Já a Free Now, que também tem sido uma voz ativa na luta pela igualdade de direitos da comunidade LGBTQI+, tornou-se mobility partner das atividades da Pride Week, em Lisboa, nomeadamente do Arraial Lisboa Pride, que decorreu este fim de semana. Para além de um desconto exclusivo de 15% em todas as viagens até à Praça do Comércio, a Free Now levou, ainda, a cabo uma série de ativações no local.
A plataforma de mobilidade começou, ainda, em setembro do ano passado a dar formação aos seus mais de três mil motoristas sobre condutas contra o assédio e a discriminação. O objetivo é aumentar o conhecimento sobre as questões da comunidade LGBTI+ e desmistificar preconceitos e estereótipos.

Tarefa a:
Reescreve a parte do excerto sobre a Free Now que começa com "A plataforma de" e termina com "preconceitos e estereótipos.", trocando "motoristas" por "condutores".
O excerto e as entradas não têm qualquer relação entre si.

Dados disponíveis:
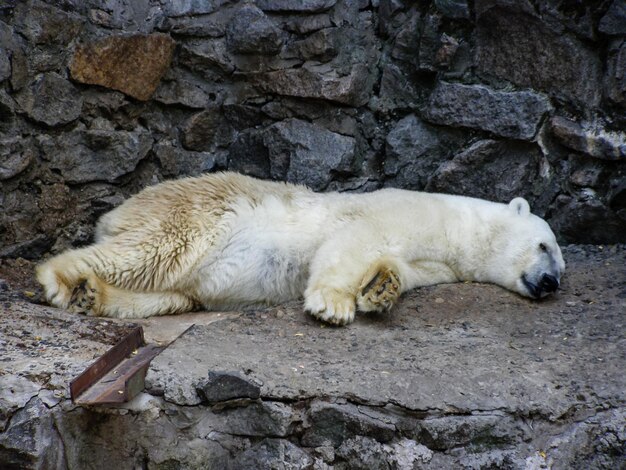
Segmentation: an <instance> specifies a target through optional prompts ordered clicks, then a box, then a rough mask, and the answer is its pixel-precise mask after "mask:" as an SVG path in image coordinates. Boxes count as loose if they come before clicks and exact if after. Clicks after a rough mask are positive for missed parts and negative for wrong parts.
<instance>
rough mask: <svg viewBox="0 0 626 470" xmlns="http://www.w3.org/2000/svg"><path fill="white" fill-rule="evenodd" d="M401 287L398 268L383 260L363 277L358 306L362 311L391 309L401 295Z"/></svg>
mask: <svg viewBox="0 0 626 470" xmlns="http://www.w3.org/2000/svg"><path fill="white" fill-rule="evenodd" d="M401 288H402V283H401V281H400V275H399V274H398V271H397V268H395V266H392V263H389V262H385V261H384V260H381V261H379V262H378V263H375V264H373V265H372V267H371V268H370V270H369V272H368V273H367V274H366V275H365V277H363V281H362V282H361V286H360V287H359V291H358V293H357V295H356V304H357V307H358V309H359V310H360V311H362V312H383V311H389V310H391V308H392V307H393V306H394V304H395V303H396V301H397V300H398V298H399V297H400V293H401Z"/></svg>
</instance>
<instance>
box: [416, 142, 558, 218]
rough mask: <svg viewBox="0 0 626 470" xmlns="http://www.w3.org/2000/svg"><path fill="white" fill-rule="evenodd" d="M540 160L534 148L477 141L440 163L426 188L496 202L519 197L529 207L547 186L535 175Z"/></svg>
mask: <svg viewBox="0 0 626 470" xmlns="http://www.w3.org/2000/svg"><path fill="white" fill-rule="evenodd" d="M542 158H543V156H542V154H541V151H540V150H539V148H538V147H537V146H535V145H531V144H522V143H518V144H512V143H506V142H498V141H495V140H481V141H479V142H476V143H475V144H473V145H472V146H470V147H469V148H468V149H466V150H464V151H463V152H461V153H459V154H458V155H456V156H455V157H454V158H453V159H452V160H450V161H447V162H445V163H443V164H442V165H441V166H440V167H439V168H438V169H437V171H436V172H435V174H434V175H433V176H432V178H431V179H430V181H429V182H428V185H427V186H426V188H427V190H428V191H437V192H444V193H451V194H461V195H465V196H472V197H479V198H483V199H489V200H495V201H500V202H508V201H510V200H511V199H513V198H514V197H517V196H523V197H526V198H527V199H530V202H531V207H532V203H533V201H534V199H535V197H536V196H535V194H537V195H540V194H541V193H543V192H545V191H546V186H547V185H548V183H549V180H546V179H544V178H542V177H541V176H540V174H539V168H540V162H541V161H542ZM476 168H480V171H476ZM533 211H534V212H535V213H540V212H541V208H537V207H533Z"/></svg>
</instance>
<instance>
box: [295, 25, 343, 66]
mask: <svg viewBox="0 0 626 470" xmlns="http://www.w3.org/2000/svg"><path fill="white" fill-rule="evenodd" d="M335 30H336V28H325V29H322V30H320V31H316V32H315V33H313V34H310V35H309V36H307V37H306V38H305V39H303V40H301V41H295V42H293V43H291V44H290V45H289V46H288V47H287V50H286V51H285V52H284V53H283V54H282V56H284V57H286V58H298V59H303V60H317V61H320V62H328V61H329V60H331V59H332V58H333V57H335V56H336V55H337V53H338V50H337V45H336V42H337V41H336V36H337V35H336V34H335Z"/></svg>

Tarefa b:
Quantas linhas das entradas contêm a palavra "rough"? Responde só com o número.

Resposta escrita a:
A plataforma de mobilidade começou, ainda, em setembro do ano passado a dar formação aos seus mais de três mil condutores sobre condutas contra o assédio e a discriminação. O objetivo é aumentar o conhecimento sobre as questões da comunidade LGBTI+ e desmistificar preconceitos e estereótipos.

Resposta escrita b:
3